=== EXERCISE DESCRIPTION ===
Reproduce the items below word for word, without adding, dropping, or changing anything.

=== INPUT ===
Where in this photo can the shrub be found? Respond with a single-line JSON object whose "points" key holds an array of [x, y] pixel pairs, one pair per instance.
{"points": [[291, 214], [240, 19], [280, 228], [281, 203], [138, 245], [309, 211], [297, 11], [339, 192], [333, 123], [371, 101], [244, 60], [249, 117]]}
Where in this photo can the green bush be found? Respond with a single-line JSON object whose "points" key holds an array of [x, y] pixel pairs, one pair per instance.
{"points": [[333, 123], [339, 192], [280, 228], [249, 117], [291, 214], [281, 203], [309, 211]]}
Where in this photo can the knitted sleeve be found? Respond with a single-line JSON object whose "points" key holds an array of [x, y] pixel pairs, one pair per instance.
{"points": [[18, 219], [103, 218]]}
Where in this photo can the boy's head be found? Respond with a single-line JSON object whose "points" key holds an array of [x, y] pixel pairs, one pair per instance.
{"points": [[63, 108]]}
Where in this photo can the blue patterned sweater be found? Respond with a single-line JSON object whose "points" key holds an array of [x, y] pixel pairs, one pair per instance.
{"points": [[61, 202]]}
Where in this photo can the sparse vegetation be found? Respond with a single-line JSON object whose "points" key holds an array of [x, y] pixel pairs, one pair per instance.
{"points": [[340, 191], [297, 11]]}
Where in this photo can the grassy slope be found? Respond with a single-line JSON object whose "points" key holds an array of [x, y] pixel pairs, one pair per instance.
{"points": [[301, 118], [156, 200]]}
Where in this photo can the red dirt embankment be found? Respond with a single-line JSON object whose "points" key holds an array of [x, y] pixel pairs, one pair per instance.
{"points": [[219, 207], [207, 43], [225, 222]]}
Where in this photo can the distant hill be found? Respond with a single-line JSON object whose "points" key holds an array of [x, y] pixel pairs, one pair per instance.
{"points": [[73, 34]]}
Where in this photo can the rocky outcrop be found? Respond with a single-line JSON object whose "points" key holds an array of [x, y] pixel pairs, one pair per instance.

=== WORKED SOLUTION ===
Where in this photo can the shrub be found? Respond with a single-line JSON object whose "points" key holds an array of [x, y] pixel pairs, one pair per instance.
{"points": [[291, 214], [240, 19], [280, 228], [281, 203], [138, 245], [309, 211], [297, 11], [339, 192], [333, 123], [371, 101], [244, 60], [249, 117]]}
Where in this photo can the green bush be found? Respond with a single-line JSON object whose "points" key holds an array of [x, y] pixel pairs, one pair per instance.
{"points": [[333, 123], [339, 192], [280, 228], [249, 117], [291, 214], [281, 203], [309, 211]]}
Where in this photo can the knitted sleeve be found? Respond with a single-line JSON object whose "points" key holds an array of [x, y] pixel pairs, one pair per instance.
{"points": [[18, 219], [103, 218]]}
Where in this photo can the boy's head be found? Respond with a single-line JSON object whose "points" key holds an array of [x, y] pixel pairs, one pair per instance.
{"points": [[63, 108]]}
Where in this photo can the blue patterned sweater be found? Respond with a single-line JSON object whose "points" key holds an array of [x, y] pixel pairs, one pair per instance.
{"points": [[61, 202]]}
Where in this photo can the sparse vegetation be found? Respond with a single-line JSON object whose "points" key holds an array of [x, y] pixel pairs, one pair per instance.
{"points": [[340, 191], [297, 11]]}
Where in this photo can the grassy slope be found? Respond with a single-line JSON object whose "points" key holds an array of [x, y] pixel pairs, one pair per instance.
{"points": [[301, 118], [156, 200]]}
Where in this photo can the red dirt embankment be found? Respond with a single-line JSON object whose "points" key holds an array of [x, y] pixel pairs, one pair per instance.
{"points": [[219, 207], [207, 43], [225, 222]]}
Where in this photo can the distant hill be found? Respond with a single-line JSON object whose "points" key holds an array of [x, y] pixel pairs, one pair per instance.
{"points": [[73, 34]]}
Where in this photo can the rocky outcrop be found? Respond with a single-line JSON object whose "points" key holds an array of [x, y] pixel pairs, one pair per instance.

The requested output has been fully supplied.